▸ WHAT IS BEING ASKED: Please return each line of the records below that contains the word "metal", copying every such line in full.
------ SUPPLIED DATA ------
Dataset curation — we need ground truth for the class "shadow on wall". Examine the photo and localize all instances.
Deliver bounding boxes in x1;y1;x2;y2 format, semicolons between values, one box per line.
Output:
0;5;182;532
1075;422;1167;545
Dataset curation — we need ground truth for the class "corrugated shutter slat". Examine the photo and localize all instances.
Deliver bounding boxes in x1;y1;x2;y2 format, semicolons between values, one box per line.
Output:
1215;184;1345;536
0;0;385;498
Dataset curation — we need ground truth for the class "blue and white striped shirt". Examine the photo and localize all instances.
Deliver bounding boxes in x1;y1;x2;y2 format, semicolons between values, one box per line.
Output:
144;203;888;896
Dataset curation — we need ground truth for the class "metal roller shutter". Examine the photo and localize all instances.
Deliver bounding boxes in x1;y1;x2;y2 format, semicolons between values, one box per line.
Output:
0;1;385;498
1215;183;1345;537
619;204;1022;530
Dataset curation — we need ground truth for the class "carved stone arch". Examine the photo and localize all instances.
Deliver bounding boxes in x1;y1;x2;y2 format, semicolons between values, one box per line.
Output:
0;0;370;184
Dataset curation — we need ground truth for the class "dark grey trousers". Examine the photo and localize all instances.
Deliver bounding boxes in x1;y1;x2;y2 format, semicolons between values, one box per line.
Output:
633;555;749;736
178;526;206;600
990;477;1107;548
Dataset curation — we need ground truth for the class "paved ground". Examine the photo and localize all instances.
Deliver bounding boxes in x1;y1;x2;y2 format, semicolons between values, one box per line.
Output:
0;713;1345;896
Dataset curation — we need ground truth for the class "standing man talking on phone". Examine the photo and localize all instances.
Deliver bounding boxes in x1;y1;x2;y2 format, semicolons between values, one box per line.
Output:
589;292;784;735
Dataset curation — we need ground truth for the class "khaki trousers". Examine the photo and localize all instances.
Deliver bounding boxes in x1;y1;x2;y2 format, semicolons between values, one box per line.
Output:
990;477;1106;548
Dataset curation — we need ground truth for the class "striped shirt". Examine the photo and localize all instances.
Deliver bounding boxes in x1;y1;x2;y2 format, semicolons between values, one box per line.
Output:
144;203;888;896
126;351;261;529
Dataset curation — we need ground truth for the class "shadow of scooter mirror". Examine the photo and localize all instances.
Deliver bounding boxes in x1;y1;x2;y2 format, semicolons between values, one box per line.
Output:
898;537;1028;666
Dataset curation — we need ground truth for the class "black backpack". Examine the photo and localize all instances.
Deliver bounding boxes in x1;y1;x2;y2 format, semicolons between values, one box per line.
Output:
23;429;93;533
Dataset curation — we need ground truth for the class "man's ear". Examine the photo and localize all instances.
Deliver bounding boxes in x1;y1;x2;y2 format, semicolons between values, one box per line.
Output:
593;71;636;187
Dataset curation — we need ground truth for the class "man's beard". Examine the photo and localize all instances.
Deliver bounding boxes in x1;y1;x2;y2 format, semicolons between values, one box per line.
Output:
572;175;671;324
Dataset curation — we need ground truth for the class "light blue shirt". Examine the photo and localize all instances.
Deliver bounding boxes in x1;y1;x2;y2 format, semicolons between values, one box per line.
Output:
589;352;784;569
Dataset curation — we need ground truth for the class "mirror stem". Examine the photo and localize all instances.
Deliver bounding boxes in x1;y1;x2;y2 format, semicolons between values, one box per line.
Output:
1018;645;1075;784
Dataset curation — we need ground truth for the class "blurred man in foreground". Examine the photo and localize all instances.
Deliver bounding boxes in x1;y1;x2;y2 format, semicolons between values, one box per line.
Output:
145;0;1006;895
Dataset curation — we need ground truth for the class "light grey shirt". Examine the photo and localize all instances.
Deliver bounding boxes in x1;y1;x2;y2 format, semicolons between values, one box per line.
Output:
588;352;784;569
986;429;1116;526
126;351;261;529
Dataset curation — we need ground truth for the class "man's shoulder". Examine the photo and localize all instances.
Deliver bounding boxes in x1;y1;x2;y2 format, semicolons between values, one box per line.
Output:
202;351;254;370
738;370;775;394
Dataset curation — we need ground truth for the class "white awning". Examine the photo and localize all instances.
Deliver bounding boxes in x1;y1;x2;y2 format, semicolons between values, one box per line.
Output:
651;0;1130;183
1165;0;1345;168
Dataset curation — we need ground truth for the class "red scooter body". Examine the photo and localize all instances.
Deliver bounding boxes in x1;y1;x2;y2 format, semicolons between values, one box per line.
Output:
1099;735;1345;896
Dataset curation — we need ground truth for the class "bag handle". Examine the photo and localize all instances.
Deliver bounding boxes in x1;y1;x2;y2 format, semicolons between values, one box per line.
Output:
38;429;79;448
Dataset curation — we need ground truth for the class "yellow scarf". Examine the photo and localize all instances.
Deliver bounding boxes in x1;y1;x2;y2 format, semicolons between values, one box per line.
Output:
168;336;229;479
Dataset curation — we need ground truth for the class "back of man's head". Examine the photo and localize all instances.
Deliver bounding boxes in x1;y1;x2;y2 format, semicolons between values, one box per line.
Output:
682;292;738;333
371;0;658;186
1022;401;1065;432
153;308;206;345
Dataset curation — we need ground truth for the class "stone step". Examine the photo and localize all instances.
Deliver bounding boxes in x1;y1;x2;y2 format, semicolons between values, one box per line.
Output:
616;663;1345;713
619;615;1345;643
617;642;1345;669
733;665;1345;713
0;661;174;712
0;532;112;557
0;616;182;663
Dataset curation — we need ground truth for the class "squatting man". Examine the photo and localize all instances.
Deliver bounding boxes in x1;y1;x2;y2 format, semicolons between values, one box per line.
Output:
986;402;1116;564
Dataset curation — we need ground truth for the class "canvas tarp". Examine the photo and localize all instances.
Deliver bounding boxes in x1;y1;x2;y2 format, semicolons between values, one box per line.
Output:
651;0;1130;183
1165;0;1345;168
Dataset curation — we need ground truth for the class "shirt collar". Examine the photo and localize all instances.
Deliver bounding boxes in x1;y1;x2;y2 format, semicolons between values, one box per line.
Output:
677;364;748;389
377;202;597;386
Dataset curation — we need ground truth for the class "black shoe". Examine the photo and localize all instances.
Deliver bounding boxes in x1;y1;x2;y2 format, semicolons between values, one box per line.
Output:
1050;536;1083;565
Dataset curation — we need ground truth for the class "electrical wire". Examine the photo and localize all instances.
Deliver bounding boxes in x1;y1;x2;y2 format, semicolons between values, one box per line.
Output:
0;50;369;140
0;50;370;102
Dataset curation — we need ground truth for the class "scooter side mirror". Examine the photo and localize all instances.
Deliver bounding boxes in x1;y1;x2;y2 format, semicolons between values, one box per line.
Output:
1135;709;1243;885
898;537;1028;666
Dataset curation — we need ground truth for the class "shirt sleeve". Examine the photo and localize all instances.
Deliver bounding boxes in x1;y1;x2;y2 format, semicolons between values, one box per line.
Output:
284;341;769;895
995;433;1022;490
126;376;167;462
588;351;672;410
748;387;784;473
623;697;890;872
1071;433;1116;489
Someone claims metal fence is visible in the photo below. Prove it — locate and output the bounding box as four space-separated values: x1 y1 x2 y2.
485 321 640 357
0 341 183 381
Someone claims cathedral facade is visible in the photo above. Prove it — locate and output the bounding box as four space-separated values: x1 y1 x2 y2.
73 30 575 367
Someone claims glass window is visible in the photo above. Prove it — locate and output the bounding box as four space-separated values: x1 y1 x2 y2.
------
▸ REPLY:
Dataset curation — we need ground truth for the class "metal roller shutter". Examine the photo and localize all instances.
Someone claims metal fence is visible in the photo below. Prove it — locate and output the bounding box as four space-separated values: x1 y1 x2 y2.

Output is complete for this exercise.